• _Stated goal 1_
Can you gather every line in the records that contains the string "statue"?
-*-*-
# java moss lighting requirement



## cradleoffilthfan (Jan 19, 2009)

Do you mean another 10 watt "CFL" or another regular fluorescent bulb? If it's compact fluorescent then I would just stick with one, my java moss would grow under very low lighting, it would probably do fine with another light, it would just grow faster and suck nutrients out faster, it depends on how much work you want to do on your tank.


----------



## Hmoobthor (Aug 15, 2011)

cradleoffilthfan said:


> Do you mean another 10 watt "CFL" or another regular fluorescent bulb? If it's compact fluorescent then I would just stick with one, my java moss would grow under very low lighting, it would probably do fine with another light, it would just grow faster and suck nutrients out faster, it depends on how much work you want to do on your tank.


it's compact as in the spiral twisted light bulb.


----------



## AquaPipes (Jun 4, 2012)

I wouldn't add another light. Java moss doesn't need much light to grow, and the more light you add the more likely you are to get an algae outbreak.


----------



## Hmoobthor (Aug 15, 2011)

AquaPipes said:


> I wouldn't add another light. Java moss doesn't need much light to grow, and the more light you add the more likely you are to get an algae outbreak.


ya... thanks


----------



## ufimych (May 30, 2011)

I have a complicaed experience with Java moss. I bought a couple of huge balls of it. Put it in a 10 gallons tank with pelnty of light. It was happy growing, but thread algae took over and I had to throw out most of it zlong with the algae, Then, I dscovered that some of itsurvived, clingint to a coconut shell set fro cychlids. I put it in my a major 29 gallons tank, but it did not grow well. I added a clip LD lamp throwing light from a side. It began growing. I hope I will not loose it at this time.


----------



## acitydweller (Dec 28, 2011)

considering changing the 10w cfl for a 13W 6500k CFL, a 26w would be better if you can afford it.


----------



## Hmoobthor (Aug 15, 2011)

acitydweller said:


> considering changing the 10w cfl for a 13W 6500k CFL, a 26w would be better if you can afford it.


where would one find such a bulb


----------



## acitydweller (Dec 28, 2011)

lowes, home depot, amazon...


----------



## Hmoobthor (Aug 15, 2011)

acitydweller said:


> lowes, home depot, amazon...


 do u have a link to the bulb? so i know what to look for?


----------
-*-*-
• _Stated goal 2_
How would you condense the paragraph in the java moss thread that begins "Do you mean another 10 watt" into a short list that keeps its main points?
-*-*-
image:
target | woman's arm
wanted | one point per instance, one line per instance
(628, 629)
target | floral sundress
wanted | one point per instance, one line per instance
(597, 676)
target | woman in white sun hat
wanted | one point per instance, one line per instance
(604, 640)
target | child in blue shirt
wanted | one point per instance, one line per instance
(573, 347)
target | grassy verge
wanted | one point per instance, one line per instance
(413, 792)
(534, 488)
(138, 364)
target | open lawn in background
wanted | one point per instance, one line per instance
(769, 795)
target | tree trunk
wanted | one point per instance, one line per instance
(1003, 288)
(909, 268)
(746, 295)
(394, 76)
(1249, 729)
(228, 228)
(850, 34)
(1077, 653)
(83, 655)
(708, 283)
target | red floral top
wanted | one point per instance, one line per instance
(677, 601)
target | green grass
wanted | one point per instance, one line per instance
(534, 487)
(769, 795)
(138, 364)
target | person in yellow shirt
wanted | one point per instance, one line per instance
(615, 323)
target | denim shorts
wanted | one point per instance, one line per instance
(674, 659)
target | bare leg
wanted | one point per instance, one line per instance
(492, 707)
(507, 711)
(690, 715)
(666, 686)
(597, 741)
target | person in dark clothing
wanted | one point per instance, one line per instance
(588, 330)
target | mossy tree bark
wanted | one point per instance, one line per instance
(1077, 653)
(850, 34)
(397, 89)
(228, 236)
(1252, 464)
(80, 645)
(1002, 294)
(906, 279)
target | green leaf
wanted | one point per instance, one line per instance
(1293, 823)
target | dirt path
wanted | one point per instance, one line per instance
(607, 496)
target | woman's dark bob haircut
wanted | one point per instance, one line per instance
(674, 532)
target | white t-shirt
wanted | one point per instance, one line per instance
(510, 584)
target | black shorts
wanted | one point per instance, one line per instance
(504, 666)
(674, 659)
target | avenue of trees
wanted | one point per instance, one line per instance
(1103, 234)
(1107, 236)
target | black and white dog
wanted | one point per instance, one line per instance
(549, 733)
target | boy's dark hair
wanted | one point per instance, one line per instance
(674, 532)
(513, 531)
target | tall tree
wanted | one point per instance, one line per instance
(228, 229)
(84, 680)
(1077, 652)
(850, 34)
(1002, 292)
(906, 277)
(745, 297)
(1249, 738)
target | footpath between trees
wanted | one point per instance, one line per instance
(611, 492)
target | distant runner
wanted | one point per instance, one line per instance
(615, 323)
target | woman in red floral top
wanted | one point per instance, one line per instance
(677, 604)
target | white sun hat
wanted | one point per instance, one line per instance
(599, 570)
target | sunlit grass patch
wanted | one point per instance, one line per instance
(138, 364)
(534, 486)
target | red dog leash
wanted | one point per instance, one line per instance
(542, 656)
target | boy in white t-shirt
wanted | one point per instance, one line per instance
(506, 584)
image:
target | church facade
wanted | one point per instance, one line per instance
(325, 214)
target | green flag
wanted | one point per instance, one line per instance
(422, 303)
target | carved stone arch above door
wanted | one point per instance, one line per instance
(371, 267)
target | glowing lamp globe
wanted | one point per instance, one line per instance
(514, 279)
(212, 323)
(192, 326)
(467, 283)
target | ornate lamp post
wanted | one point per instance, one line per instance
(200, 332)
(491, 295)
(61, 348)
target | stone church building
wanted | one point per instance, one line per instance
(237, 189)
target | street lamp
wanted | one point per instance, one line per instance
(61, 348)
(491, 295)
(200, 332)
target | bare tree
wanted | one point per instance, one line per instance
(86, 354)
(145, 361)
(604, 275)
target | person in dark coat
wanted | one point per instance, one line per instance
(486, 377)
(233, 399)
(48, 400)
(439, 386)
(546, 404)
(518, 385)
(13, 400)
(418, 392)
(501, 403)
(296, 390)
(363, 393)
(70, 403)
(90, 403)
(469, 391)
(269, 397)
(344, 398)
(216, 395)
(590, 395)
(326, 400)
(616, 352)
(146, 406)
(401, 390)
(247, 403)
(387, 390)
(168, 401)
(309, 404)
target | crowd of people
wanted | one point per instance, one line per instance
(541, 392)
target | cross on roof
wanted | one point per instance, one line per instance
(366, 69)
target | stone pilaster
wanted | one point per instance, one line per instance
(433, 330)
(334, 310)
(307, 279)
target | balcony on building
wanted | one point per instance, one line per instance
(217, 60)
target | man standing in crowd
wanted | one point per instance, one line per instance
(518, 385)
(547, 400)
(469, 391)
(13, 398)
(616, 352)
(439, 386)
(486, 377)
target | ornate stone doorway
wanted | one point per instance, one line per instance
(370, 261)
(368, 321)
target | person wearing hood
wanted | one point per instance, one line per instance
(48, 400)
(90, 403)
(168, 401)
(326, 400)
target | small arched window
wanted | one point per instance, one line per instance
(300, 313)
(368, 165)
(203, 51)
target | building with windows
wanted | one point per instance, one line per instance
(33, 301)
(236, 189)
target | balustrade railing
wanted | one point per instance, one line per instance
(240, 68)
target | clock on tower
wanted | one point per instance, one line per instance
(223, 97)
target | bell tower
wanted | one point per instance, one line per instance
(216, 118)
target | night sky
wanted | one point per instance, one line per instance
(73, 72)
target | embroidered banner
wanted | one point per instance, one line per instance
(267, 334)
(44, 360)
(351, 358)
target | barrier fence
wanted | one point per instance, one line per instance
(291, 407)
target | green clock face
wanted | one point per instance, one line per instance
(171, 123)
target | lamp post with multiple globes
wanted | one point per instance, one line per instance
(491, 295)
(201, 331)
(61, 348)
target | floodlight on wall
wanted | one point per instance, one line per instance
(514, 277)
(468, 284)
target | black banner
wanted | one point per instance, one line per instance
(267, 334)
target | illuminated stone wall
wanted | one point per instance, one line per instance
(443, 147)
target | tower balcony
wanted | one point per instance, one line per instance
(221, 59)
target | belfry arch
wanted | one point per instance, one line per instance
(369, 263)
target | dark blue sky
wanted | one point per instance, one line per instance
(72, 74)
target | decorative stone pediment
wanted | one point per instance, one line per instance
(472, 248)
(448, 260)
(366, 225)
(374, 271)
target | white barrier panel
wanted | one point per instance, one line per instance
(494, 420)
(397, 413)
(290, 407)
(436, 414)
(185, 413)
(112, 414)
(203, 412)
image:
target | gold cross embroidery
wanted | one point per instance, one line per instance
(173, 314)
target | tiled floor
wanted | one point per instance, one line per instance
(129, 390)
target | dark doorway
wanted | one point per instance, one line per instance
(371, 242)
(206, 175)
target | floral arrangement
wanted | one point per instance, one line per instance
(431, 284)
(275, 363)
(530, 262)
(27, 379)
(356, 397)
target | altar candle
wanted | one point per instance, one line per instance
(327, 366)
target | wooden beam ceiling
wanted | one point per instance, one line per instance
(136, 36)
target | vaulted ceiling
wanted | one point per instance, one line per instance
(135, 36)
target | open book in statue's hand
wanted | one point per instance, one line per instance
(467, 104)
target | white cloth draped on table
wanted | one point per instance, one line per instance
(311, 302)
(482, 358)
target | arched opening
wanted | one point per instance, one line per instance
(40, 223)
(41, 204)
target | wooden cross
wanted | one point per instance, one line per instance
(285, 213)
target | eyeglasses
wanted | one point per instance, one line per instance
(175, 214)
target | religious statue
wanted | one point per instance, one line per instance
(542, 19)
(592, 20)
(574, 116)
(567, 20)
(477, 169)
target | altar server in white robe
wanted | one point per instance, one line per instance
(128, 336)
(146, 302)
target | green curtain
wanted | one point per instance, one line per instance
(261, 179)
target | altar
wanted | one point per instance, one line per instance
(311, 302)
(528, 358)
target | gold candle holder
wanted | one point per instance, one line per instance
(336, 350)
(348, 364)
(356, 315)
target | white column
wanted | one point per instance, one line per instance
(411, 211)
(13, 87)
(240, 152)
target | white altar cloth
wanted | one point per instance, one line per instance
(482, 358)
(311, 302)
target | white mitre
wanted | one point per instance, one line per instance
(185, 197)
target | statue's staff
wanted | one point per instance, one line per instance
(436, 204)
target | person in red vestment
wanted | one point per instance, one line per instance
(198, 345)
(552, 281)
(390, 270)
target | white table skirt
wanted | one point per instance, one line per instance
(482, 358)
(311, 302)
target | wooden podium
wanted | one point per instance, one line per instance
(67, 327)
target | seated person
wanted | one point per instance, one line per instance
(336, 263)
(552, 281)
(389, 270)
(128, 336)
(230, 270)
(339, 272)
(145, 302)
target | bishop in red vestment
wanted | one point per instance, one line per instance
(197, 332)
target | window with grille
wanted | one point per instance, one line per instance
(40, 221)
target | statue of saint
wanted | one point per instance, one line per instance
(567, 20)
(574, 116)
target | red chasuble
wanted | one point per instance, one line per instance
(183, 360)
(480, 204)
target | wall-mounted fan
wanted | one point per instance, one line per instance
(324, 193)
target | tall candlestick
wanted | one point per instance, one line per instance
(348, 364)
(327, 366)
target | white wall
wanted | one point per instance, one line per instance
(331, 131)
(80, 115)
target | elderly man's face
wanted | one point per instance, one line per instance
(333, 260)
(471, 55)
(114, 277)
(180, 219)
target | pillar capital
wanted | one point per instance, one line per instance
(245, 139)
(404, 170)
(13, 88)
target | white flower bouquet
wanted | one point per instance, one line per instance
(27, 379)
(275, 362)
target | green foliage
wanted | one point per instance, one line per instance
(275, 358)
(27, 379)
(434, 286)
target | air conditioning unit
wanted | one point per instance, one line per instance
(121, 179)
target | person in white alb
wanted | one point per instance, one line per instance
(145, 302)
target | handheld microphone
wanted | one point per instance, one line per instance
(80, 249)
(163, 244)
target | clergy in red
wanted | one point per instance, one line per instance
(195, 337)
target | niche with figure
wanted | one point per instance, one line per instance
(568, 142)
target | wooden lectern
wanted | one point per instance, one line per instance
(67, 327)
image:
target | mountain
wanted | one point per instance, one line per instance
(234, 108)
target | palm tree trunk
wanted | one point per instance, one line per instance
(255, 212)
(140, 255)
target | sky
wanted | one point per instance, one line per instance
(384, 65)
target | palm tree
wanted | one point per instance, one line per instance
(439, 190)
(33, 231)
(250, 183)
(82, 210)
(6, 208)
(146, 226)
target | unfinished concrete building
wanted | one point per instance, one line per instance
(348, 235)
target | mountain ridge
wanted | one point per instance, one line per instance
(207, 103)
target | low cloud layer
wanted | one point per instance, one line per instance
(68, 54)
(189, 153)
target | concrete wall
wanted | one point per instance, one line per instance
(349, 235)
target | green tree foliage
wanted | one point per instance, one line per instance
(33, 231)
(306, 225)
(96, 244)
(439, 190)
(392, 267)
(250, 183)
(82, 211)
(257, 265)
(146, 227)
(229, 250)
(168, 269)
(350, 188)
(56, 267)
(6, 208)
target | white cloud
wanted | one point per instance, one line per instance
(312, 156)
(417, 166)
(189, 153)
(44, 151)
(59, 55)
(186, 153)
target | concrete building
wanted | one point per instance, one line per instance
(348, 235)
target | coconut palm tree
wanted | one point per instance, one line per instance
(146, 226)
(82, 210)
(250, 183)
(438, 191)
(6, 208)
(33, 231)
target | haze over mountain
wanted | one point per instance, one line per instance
-*-*-
• _Task result 1_
target | open book in statue's hand
target | religious statue
target | statue's staff
target | statue of saint

• _Task result 2_
- Asks whether the extra bulb would be another 10 watt CFL or a regular fluorescent bulb.
- If it is compact fluorescent, recommends sticking with one.
- The poster's java moss would grow under very low lighting.
- Another light would probably be fine, but the moss would grow faster and draw nutrients out faster.
- The choice depends on how much work you want to do on your tank.